- EXERCISE PROMPT
Please repeat everything from the line containing "Would you mind marking the dark" down to the final line below, request lines included, and add 40 to each coordinate in the point lines of that stretch only.

* start DATASET EXTRACT *

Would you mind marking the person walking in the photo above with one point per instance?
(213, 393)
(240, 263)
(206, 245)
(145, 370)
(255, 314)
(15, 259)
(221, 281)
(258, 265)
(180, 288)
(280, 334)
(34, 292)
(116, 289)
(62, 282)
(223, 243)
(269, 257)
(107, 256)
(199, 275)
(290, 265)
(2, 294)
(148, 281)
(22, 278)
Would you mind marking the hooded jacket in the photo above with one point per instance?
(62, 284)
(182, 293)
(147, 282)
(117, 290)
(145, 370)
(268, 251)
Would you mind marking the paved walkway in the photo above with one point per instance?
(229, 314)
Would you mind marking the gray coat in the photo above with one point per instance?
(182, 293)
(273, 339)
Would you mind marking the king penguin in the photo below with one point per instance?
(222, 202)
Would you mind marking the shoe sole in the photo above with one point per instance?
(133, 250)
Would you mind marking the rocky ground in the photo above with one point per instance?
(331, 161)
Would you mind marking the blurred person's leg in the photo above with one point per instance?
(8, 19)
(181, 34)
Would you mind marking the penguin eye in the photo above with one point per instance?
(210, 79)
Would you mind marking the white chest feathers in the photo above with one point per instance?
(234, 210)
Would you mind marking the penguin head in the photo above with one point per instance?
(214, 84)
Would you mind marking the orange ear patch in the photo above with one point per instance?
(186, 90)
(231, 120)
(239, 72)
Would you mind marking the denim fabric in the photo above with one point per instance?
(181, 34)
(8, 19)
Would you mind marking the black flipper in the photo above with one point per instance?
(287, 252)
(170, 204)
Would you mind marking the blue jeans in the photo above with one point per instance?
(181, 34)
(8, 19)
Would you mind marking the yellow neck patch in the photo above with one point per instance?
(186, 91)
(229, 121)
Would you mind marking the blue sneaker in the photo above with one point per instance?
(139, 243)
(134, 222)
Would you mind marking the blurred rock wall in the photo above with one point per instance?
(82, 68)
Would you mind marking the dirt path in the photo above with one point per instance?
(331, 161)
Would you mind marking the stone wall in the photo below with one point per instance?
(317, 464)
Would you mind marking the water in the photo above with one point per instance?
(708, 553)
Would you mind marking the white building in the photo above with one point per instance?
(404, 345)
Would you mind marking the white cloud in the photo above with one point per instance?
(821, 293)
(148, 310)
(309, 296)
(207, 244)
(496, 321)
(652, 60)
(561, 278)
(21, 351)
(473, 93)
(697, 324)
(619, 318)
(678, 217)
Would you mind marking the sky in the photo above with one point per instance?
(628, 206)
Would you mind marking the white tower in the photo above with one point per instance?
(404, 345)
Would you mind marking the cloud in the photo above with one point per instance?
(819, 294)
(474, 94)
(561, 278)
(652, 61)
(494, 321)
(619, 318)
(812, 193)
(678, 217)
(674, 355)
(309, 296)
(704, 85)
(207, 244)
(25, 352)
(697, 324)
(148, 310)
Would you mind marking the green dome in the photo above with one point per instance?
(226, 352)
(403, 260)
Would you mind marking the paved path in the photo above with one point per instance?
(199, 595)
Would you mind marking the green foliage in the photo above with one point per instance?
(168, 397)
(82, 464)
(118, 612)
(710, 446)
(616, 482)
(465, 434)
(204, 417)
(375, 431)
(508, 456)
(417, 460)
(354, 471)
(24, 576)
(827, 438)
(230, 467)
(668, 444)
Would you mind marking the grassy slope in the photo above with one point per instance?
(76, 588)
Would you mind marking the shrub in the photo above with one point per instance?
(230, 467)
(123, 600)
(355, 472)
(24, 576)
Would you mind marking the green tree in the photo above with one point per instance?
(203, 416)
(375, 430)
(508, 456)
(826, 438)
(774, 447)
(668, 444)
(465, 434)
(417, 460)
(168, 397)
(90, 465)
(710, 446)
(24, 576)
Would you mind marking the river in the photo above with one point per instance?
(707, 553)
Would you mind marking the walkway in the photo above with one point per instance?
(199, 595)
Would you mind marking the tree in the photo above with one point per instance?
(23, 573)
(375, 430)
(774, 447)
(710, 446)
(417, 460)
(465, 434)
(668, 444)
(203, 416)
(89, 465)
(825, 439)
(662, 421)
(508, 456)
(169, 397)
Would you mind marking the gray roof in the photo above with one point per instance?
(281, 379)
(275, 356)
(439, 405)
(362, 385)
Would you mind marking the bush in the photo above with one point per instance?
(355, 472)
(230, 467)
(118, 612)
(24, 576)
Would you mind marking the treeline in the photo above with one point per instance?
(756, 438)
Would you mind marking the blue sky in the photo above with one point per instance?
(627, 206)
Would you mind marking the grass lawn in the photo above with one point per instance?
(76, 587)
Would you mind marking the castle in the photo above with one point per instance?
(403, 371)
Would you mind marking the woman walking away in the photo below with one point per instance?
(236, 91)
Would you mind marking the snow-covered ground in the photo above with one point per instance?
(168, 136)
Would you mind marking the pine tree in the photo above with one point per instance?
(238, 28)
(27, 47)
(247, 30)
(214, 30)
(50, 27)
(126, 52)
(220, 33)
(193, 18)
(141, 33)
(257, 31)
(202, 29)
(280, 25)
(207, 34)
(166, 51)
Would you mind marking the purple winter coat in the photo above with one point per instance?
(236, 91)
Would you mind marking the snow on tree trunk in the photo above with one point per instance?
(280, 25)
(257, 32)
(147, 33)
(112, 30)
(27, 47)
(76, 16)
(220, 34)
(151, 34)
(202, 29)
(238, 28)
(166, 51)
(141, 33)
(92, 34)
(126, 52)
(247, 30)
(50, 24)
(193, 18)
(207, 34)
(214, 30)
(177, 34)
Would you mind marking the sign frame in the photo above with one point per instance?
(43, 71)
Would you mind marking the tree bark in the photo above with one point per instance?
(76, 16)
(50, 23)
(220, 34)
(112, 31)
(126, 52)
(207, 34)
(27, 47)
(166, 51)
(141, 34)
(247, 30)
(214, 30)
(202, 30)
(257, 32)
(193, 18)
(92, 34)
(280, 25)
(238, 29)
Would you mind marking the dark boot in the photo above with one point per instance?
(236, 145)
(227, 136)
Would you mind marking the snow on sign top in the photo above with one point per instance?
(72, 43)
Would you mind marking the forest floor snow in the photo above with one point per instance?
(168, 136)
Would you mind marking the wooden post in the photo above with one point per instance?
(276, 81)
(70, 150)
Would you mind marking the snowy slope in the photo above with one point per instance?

* end DATASET EXTRACT *

- COMPLETED TASK
Would you mind marking the dark boot in the photo above with one point per instance?
(276, 185)
(267, 176)
Would you mind marking the snow on sign top in the photo above with one point per instance?
(112, 83)
Would you mind marking the forest floor snow in the photo above with one point per instance?
(208, 176)
Would you mind marking the wooden post in the photo above with one point per instance?
(316, 121)
(110, 190)
Would you mind marking the snowy slope in the photo above with one point per instance?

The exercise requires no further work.